BRIEF:
Word for word, repeat all of the entries.

[Referring expression pointing data]
____________

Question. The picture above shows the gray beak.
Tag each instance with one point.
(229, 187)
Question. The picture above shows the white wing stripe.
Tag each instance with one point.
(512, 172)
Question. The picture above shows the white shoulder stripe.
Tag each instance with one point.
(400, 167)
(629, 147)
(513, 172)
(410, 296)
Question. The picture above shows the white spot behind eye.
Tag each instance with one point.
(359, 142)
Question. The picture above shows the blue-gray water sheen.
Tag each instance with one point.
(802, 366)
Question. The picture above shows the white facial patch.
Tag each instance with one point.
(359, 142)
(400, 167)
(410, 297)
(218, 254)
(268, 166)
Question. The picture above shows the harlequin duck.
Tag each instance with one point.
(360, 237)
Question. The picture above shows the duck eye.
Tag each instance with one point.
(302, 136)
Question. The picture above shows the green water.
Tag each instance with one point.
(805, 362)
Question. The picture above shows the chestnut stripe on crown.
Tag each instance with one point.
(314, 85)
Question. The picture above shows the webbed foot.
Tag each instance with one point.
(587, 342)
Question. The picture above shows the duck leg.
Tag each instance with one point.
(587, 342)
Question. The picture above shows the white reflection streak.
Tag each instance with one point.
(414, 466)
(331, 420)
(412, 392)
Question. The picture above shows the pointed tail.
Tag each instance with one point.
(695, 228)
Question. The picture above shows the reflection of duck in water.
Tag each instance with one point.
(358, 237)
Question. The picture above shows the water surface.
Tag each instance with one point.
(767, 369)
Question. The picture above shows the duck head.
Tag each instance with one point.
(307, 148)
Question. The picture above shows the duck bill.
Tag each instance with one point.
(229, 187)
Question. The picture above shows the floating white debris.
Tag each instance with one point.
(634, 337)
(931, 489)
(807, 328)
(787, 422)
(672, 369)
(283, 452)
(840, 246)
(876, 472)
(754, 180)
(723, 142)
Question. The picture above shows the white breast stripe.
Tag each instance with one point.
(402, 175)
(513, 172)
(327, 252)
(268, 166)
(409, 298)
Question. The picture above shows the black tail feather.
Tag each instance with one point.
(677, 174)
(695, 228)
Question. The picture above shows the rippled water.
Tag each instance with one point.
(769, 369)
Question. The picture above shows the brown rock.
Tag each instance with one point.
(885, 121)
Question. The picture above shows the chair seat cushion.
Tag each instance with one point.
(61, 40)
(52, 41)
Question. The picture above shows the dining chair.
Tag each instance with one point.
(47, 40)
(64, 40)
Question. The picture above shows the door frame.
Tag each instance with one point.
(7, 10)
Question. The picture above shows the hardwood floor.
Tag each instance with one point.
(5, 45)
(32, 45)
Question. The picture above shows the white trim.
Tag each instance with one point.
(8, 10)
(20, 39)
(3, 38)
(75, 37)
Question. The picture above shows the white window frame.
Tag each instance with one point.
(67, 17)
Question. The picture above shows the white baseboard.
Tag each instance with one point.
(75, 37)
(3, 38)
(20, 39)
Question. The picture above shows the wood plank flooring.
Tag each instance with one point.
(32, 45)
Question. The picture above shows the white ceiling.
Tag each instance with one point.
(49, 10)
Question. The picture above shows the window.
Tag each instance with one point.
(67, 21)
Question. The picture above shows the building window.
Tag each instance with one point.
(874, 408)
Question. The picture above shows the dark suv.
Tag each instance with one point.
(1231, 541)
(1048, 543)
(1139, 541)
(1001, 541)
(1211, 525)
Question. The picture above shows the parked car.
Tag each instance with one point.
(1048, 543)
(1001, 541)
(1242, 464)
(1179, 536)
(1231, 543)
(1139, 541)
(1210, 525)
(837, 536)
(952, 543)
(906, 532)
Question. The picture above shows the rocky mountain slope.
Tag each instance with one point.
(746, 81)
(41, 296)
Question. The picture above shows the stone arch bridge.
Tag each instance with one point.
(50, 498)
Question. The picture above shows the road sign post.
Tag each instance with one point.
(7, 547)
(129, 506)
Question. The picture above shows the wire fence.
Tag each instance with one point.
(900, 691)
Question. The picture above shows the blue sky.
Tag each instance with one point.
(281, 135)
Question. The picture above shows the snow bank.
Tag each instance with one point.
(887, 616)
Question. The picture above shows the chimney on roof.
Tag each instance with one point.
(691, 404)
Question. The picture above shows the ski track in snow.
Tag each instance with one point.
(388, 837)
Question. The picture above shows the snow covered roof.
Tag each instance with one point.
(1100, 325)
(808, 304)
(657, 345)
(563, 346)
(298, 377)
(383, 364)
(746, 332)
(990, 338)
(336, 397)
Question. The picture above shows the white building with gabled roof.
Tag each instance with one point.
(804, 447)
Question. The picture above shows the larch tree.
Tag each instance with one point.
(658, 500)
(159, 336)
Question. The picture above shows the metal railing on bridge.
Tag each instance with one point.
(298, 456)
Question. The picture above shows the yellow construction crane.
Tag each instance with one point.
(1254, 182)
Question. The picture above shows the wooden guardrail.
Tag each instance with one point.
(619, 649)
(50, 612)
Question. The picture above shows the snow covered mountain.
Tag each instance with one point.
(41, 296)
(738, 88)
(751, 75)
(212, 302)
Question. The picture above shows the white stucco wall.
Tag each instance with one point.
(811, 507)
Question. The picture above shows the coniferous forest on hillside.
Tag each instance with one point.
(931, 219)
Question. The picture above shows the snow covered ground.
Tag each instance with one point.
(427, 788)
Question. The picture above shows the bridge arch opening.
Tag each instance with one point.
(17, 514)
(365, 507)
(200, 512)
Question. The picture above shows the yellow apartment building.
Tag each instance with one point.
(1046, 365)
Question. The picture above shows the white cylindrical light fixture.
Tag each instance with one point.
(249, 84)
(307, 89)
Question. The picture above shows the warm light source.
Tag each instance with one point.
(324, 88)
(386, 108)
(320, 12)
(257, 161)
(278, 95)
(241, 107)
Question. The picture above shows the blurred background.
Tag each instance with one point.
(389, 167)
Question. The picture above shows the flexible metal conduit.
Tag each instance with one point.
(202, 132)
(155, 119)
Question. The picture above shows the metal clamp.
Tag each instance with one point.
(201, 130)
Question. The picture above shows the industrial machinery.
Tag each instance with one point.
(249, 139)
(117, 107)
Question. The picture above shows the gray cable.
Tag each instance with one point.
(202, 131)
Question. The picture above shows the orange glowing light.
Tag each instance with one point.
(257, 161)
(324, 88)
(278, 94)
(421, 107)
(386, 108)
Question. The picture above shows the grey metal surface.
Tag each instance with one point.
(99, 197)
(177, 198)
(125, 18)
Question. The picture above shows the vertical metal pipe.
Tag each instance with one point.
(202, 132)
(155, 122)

____________

ANSWER FOR THIS EXERCISE:
Question. The picture above shows the gray beak.
Tag each instance with one point.
(229, 187)
Question. The picture above shows the white wing stripe.
Tag each instance with one point.
(512, 172)
Question. The picture above shows the white shoulder stripe.
Tag each instance with one point.
(400, 167)
(629, 147)
(513, 172)
(410, 296)
Question. The picture above shows the white spot behind eye.
Tag each instance with one point.
(359, 142)
Question. The picture above shows the blue-gray water sheen.
Tag each instance with one point.
(802, 366)
Question. The picture above shows the white facial patch.
Tag each instance with one point.
(359, 142)
(400, 167)
(410, 297)
(218, 254)
(268, 166)
Question. The picture above shows the harlequin duck.
Tag each instance with one point.
(360, 237)
Question. The picture above shows the duck eye.
Tag each instance with one point.
(302, 136)
Question. The picture above shows the green water.
Tag each instance with one point.
(805, 362)
Question. The picture above shows the chestnut stripe on crown.
Tag each instance with one point.
(314, 85)
Question. The picture above shows the webbed foot.
Tag each instance with one point.
(587, 342)
Question. The picture above shows the duck leg.
Tag each instance with one point.
(587, 342)
Question. The picture above shows the white reflection streak.
Tag each instance with one point.
(414, 466)
(331, 420)
(412, 392)
Question. The picture above shows the pointed tail.
Tag each instance with one point.
(695, 228)
Question. The picture above shows the reflection of duck in water.
Tag each instance with one point.
(358, 237)
Question. The picture above shows the water surface.
Tag each instance with one point.
(767, 369)
Question. The picture above shows the duck head.
Tag each instance with one point.
(307, 148)
Question. The picture above shows the duck bill.
Tag each instance with one point.
(229, 187)
Question. The picture above shows the floating white debris.
Tag each instance with one point.
(634, 337)
(931, 489)
(807, 328)
(787, 422)
(672, 369)
(283, 452)
(840, 246)
(876, 472)
(754, 180)
(723, 142)
Question. The picture above shows the white breast stripe.
Tag each instance with one point.
(402, 175)
(513, 172)
(327, 252)
(268, 166)
(409, 298)
Question. The picture above shows the black tail feather.
Tag each instance with one point.
(677, 174)
(695, 228)
Question. The picture above shows the rippled water.
Tag each instance with one point.
(769, 369)
Question. The picture above shows the brown rock.
Tag each instance with one point.
(885, 121)
Question. The picture above shows the chair seat cushion.
Tag each instance with one point.
(61, 40)
(52, 41)
Question. The picture above shows the dining chair.
Tag each instance with one point.
(47, 40)
(64, 40)
Question. The picture above shows the door frame.
Tag each instance with one point.
(7, 10)
Question. The picture above shows the hardwood floor.
Tag each instance with one point.
(5, 45)
(32, 45)
Question. The picture above shows the white trim.
Tag each instance with one point.
(8, 10)
(20, 39)
(3, 38)
(75, 37)
Question. The picture above shows the white window frame.
Tag each instance with one point.
(67, 17)
Question. The picture above shows the white baseboard.
Tag each instance with one point.
(75, 37)
(3, 38)
(20, 39)
Question. The picture above shows the wood plank flooring.
Tag each instance with one point.
(32, 45)
Question. The picture above shows the white ceiling.
Tag each instance with one point.
(49, 10)
Question. The picture above shows the window.
Tag each instance with one point.
(67, 21)
Question. The picture above shows the building window.
Tag each instance with one point.
(874, 408)
Question. The picture above shows the dark suv.
Tag each instance with one point.
(1231, 541)
(1048, 543)
(1139, 541)
(1001, 541)
(1211, 525)
Question. The picture above shows the parked car.
Tag each instance with one point.
(1048, 543)
(1001, 541)
(1242, 464)
(1179, 536)
(1231, 543)
(1139, 541)
(1210, 525)
(837, 536)
(952, 543)
(906, 532)
Question. The picture above shows the rocky mountain slope.
Tag each instance with one point.
(746, 81)
(41, 296)
Question. The picture above shows the stone arch bridge.
Tag each instance with one point.
(50, 498)
Question. The picture above shows the road sign post.
Tag each instance with one point.
(7, 547)
(129, 506)
Question. The picture above shows the wire fence.
Tag each instance with one point.
(900, 691)
Question. The picture above shows the blue sky.
Tag each instance with one point.
(281, 135)
Question. The picture above shows the snow bank.
Tag each instance with one point.
(887, 616)
Question. The picture above shows the chimney on roof.
Tag each instance with one point.
(691, 404)
Question. The picture above shows the ski track in snow.
Tag each instance with one point.
(388, 837)
Question. The picture above shows the snow covered roof.
Tag each instance with one point.
(1100, 325)
(808, 304)
(657, 345)
(563, 346)
(298, 377)
(383, 364)
(746, 332)
(990, 338)
(336, 397)
Question. The picture above shows the white building with gabled roof.
Tag each instance with one point.
(804, 447)
Question. The picture above shows the larch tree.
Tag each instance with one point.
(658, 500)
(159, 336)
Question. The picture above shows the metal railing on bridge.
Tag each instance with one point.
(298, 456)
Question. The picture above shows the yellow construction crane.
Tag each instance with one point.
(1254, 182)
Question. The picture above shows the wooden guardrail.
Tag each instance with one point.
(619, 649)
(50, 612)
Question. The picture above shows the snow covered mountain.
Tag each instance with one point.
(41, 296)
(738, 88)
(751, 75)
(212, 302)
Question. The picture above shows the white stucco wall.
Tag each instance with one point.
(811, 507)
Question. The picture above shows the coniferous forest on hillside.
Tag each instance with one point.
(931, 219)
Question. The picture above shows the snow covered ground.
Tag each instance with one point.
(427, 788)
Question. The picture above shows the bridge arch opening.
Tag each instance with one point.
(17, 514)
(365, 507)
(200, 512)
Question. The picture above shows the yellow apartment building.
Tag each instance with one point.
(1046, 365)
Question. The picture above shows the white cylindrical light fixture.
Tag each instance with one point.
(249, 84)
(307, 89)
Question. The picture above shows the warm light source.
Tag each instance with one point.
(324, 88)
(386, 108)
(320, 12)
(257, 161)
(278, 95)
(241, 107)
Question. The picture above shows the blurred background.
Tag each instance with one point.
(389, 167)
Question. The picture above shows the flexible metal conduit.
Tag each instance with one point.
(202, 132)
(155, 119)
Question. The picture above shows the metal clamp.
Tag each instance with one point.
(201, 130)
Question. The picture above shows the industrial machinery.
Tag each instance with one point.
(249, 139)
(117, 107)
Question. The picture above shows the gray cable.
Tag each instance with one point.
(202, 131)
Question. The picture above shows the orange glowing light.
Tag each instance with one point.
(257, 161)
(324, 88)
(278, 94)
(421, 107)
(386, 108)
Question. The picture above shows the grey metal surface.
Tag each instance with one point.
(99, 197)
(177, 198)
(125, 18)
Question. The picture above shows the vertical metal pipe.
Tag each instance with one point.
(202, 132)
(155, 122)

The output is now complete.